Fonte:
##############################
Cara, galera, okay, falou, tá legal. Comecei a escrever a tal da história do Midas de nossas bandas, mas fiquei tão enojado com o rumo que a coisa estava tomando que tive que parar, pelo menos por enquanto. Além do mais, eu nem tinha realmente começado a abordar o assunto pra tentar entrar no tema e já tinha dado uma página. Ou seja, Narceja – bate palminha vai – ESQUILO!
Pois é, a história estava triste, sorumbática, como é, aliás, a vida dessas pessoas que se consomem dentro de suas próprias desventuras. Vou ter que parar para escrever com calma, nem que seja para um dia mostrar para meus sobrinhos-netos, um dia, quem sabe... Retomo então um assunto que agrada a turminha saudosista e falar mais sobre os primórdios da onda disco-dance aqui na cidade de Vitória.
Lembra aquele verão desgramado - aliás, como o atual só que ao contrário - em que choveu sem parar durante três meses? Foi uma calamidade pública para os capixabas, o Rio Doce transbordou alagando o norte todo: Linhares, Muquirana e Mucurici. Circulava o boato de que uma represa estava prestes a rebentar por aquelas bandas e que nossa cidade ia ficar embaixo d’água, para sempre. Era a Tsunami, o final dos tempos... E eu me lembro claramente de ter ficado triste somente e exclusivamente pela decepcionante perspectiva de não mais haver domingueira da Boite Mario’s pra gente ir.
Eu era um pré-adolecente botocudo, minhas irmãs mais velhas é que tinham os discos da moda, especialmente a trilha sonora do filme “Os Embalos de Sábado a Noite”, uma película muito badalada que espalhou pelo mundo a onda “Disco”. Enquanto os Sex Pistols amargavam a goela dos ingleses e a cena british bombava, nós aqui tentávamos aprender a requebrar que nem o John Travolta. Isso e mais todo o pacote Rede Globo, Sonia Braga, novela “Dancing Days” e as adoráveis Frenéticas do Nelson Ned, quer dizer, Nelson Rubens, Ops! Enfim, Nelson alguma coisa (Mota?).
A gente ensaiava os passinhos em casa, é verdade! Eu e minha irmã Milla que tinha um gênio dos diabos e me arrastava pra tudo quanto é roubada que ela inventava. Depois vinha a domingueira do Mario’s, a chamada matinê. Começava de tarde e não passava das nove da noite, mas cidade inteira daquela faixa etária pré-aborrescente e de outras se aglomerava lá. Lembro que no fundo de um corredor tinha um painel com espelho dentro de vários espelhos, cheios de luzes que ia se aprofundando que nem mágica.
##############################
Material fornecido:
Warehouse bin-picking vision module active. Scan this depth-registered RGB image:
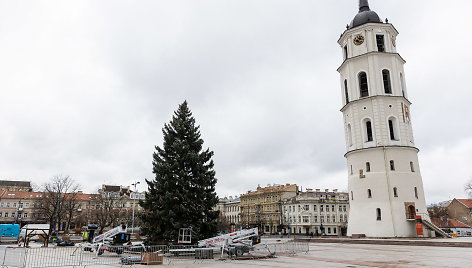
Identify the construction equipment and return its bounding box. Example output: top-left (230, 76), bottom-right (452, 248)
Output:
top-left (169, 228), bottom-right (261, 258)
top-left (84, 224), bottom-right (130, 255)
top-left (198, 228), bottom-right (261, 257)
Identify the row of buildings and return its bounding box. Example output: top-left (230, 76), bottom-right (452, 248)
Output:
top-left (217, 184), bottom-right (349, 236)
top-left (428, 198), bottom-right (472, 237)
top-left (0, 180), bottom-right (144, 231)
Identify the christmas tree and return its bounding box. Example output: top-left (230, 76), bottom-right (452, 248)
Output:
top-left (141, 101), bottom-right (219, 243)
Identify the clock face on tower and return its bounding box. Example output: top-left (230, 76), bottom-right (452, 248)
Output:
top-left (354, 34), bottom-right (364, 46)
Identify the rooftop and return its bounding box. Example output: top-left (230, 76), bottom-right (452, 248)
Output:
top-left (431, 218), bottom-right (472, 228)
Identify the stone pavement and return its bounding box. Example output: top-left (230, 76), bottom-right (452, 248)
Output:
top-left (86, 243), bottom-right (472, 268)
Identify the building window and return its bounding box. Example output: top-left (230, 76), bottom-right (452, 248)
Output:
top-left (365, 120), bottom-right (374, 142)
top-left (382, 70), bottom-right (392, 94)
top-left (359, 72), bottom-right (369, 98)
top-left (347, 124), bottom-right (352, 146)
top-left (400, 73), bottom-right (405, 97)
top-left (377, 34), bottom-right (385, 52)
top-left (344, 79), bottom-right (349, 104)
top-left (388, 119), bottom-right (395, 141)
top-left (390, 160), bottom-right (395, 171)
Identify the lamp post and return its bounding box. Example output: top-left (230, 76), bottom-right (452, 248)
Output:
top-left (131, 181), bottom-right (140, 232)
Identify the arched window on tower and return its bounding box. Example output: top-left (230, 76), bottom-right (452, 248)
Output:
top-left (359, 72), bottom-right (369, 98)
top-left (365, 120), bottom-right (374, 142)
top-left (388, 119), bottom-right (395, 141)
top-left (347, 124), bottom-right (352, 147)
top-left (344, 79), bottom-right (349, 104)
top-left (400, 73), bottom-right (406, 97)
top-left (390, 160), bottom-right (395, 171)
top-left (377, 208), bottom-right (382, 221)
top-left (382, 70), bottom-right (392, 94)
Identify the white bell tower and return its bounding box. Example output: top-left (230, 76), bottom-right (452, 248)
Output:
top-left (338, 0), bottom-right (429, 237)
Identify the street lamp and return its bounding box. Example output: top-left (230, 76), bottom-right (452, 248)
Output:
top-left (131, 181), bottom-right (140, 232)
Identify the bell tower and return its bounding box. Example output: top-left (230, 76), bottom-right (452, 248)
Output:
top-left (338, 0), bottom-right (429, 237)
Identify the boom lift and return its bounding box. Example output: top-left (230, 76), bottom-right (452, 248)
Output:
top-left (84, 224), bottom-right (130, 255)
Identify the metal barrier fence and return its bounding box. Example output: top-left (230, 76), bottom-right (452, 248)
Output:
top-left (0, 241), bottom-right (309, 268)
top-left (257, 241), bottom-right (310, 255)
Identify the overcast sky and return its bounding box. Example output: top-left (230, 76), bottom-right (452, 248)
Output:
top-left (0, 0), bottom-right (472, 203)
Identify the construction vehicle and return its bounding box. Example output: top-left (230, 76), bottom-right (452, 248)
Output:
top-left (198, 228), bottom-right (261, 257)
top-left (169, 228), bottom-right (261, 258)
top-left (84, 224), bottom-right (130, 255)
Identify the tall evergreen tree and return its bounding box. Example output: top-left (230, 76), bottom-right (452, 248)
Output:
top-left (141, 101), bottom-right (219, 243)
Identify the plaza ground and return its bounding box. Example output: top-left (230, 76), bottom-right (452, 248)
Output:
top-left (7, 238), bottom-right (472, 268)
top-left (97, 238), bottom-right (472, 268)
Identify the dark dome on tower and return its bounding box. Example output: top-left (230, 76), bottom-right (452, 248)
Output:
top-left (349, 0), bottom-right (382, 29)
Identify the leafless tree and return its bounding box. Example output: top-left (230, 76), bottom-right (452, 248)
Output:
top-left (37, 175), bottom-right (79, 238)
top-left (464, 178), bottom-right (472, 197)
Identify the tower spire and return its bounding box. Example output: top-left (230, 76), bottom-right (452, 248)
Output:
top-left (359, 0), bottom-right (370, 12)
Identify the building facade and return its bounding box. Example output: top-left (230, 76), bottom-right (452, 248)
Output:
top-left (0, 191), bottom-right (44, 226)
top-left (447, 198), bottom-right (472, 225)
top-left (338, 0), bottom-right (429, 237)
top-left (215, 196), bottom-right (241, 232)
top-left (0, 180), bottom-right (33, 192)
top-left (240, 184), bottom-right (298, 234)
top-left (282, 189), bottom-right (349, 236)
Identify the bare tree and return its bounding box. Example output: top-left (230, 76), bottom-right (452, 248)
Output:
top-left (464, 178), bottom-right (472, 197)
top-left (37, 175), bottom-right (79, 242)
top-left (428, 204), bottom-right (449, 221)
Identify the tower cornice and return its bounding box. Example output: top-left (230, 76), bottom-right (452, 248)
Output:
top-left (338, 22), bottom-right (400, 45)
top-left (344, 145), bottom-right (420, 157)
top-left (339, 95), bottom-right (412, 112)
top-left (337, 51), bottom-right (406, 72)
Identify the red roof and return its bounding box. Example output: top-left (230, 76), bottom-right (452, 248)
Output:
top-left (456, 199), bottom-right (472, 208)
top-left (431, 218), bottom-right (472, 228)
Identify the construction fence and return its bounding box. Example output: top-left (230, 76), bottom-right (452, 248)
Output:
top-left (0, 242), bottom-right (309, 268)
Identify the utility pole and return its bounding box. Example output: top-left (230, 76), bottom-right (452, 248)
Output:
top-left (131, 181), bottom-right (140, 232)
##############################
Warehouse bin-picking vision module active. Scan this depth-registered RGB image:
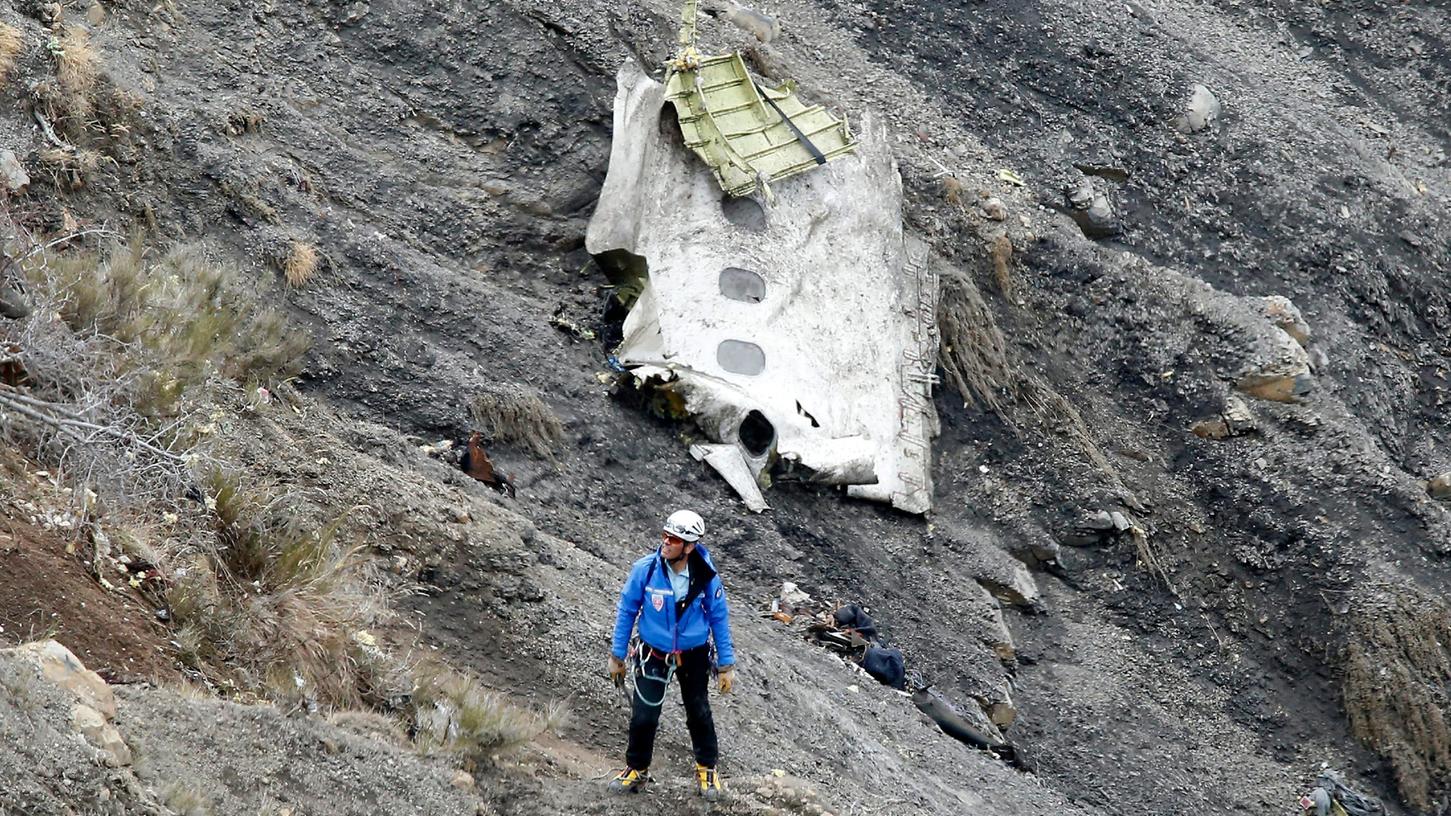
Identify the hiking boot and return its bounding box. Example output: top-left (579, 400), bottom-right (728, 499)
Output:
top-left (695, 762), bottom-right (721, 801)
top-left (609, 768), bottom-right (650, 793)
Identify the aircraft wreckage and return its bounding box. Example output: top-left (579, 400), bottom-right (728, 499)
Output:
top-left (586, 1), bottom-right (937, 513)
##############################
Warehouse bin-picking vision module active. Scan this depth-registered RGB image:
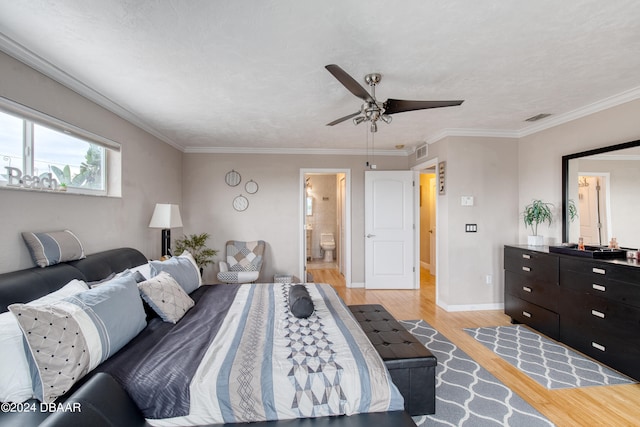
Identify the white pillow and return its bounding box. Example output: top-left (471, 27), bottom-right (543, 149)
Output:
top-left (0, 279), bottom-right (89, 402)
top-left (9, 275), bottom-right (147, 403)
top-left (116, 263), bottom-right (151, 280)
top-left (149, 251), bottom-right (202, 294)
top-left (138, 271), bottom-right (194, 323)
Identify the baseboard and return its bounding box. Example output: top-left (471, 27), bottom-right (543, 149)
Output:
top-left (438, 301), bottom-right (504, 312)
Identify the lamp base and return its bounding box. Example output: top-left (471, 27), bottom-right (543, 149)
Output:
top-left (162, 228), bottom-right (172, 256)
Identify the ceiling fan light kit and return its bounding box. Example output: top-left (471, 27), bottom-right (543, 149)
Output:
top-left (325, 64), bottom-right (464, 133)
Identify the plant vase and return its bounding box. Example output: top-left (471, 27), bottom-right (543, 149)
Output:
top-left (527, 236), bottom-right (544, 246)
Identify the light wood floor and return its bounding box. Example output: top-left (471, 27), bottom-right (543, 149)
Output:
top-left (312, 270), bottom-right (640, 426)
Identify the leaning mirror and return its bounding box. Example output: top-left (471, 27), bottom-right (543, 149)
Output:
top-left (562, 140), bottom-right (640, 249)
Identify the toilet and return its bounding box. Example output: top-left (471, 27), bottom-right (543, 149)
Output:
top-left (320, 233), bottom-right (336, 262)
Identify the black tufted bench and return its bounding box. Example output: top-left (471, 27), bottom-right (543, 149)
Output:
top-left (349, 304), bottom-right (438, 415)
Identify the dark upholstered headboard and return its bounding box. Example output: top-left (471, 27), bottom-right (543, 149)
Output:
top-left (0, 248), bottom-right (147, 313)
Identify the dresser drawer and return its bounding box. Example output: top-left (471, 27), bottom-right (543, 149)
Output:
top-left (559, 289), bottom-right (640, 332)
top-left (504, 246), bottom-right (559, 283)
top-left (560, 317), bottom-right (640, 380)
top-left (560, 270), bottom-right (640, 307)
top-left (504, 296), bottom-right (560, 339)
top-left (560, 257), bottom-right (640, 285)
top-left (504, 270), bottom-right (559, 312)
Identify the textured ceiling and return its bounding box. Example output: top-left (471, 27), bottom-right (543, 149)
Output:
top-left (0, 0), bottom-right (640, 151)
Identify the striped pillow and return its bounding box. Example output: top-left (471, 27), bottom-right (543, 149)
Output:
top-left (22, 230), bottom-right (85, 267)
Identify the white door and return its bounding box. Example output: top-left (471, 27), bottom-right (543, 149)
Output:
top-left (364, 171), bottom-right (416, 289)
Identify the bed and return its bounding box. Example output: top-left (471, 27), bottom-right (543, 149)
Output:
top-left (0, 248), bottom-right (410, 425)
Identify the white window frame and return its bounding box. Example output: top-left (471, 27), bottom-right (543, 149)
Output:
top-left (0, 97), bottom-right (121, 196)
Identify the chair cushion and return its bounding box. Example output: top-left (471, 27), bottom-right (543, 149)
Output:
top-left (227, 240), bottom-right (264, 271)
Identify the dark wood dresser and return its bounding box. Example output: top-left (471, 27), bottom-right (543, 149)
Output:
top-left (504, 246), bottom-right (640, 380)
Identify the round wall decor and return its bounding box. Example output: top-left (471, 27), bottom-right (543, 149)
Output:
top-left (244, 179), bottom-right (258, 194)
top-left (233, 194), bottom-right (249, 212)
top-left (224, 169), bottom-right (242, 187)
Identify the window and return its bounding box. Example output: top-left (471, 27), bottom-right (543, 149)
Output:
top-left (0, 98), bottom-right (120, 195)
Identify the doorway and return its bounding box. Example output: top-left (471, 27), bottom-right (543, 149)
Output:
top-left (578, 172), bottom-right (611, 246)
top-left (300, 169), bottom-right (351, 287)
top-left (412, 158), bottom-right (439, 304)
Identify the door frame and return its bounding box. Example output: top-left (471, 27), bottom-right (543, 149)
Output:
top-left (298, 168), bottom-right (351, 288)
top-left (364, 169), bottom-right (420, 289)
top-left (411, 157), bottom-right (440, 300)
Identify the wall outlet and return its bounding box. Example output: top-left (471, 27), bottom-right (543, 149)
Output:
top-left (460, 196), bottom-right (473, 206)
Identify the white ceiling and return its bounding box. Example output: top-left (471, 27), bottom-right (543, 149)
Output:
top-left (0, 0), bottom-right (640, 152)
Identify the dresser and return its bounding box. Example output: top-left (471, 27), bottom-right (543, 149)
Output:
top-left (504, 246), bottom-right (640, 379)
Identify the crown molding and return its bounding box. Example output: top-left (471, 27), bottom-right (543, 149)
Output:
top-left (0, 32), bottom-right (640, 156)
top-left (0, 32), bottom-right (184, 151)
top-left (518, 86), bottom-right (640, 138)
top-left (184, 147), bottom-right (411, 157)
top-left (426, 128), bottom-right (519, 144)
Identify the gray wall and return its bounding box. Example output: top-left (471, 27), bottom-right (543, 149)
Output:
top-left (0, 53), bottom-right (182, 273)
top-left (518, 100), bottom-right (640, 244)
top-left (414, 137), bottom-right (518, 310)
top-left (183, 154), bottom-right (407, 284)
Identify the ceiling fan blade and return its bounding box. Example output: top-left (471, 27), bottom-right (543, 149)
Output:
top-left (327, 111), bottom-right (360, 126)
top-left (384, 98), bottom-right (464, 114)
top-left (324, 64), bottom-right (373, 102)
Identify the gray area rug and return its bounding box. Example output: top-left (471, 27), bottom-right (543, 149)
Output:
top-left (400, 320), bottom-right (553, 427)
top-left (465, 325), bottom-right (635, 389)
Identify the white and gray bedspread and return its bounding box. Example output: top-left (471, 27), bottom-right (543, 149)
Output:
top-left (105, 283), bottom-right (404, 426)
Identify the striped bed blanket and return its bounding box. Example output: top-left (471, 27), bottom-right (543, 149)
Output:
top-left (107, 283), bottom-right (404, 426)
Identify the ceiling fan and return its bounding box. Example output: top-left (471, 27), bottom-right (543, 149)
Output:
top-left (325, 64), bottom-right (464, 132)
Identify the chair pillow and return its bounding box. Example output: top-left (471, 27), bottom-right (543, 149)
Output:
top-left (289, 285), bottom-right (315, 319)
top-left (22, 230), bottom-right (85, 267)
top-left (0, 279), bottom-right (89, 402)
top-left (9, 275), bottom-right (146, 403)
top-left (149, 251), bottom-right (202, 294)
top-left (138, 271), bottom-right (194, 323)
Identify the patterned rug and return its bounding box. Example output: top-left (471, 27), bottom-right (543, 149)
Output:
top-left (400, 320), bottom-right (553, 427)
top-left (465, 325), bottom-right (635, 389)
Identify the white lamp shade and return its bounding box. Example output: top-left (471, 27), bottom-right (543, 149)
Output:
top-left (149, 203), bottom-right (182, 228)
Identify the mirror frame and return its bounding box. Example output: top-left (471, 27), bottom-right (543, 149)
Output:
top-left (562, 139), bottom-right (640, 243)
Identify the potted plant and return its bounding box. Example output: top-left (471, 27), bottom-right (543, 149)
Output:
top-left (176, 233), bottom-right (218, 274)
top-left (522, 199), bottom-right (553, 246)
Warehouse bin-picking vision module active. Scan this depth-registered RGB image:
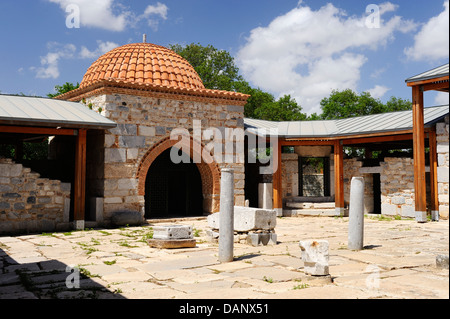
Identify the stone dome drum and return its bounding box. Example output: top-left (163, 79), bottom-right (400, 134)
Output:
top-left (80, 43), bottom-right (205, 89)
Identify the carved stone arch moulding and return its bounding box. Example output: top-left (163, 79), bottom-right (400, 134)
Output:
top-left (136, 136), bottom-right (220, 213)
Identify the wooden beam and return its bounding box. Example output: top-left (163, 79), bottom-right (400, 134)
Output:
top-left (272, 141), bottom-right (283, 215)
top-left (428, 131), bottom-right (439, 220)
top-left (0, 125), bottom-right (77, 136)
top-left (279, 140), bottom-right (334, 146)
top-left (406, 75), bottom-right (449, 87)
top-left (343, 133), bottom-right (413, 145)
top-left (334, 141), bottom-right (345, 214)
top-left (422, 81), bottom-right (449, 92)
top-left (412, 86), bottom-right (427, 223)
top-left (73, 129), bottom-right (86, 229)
##############################
Instruções de trabalho:
a - Liste as localidades que o texto sobre a onda disco em Vitória aponta como alagadas quando o Rio Doce transbordou.
b - Retome o texto sobre a onda disco em Vitória a partir de sua última frase.

Resultados do exercício:
a - Linhares, Muquirana e Mucurici.

b -
O auge da domingueira era o aparecimento da figura, figuríssima de uma cara chamado Ney, que foi sumariamente apelidado, rebatizado, sei lá ,de “Ney Travolta”. Era só tocar o tema principal dos Bee Gees que o Travolta local ganhava a pista acompanhado de uma loira e disparava o repertório rebolativo de Saturday Night Fever, ainda que fosse domingo. O próprio público reconhecia sua superioridade dançarinheira e abria uma roda no centro da pista de dança, onde o casal mostrava sua habilidade em emular a habilidade de outrem.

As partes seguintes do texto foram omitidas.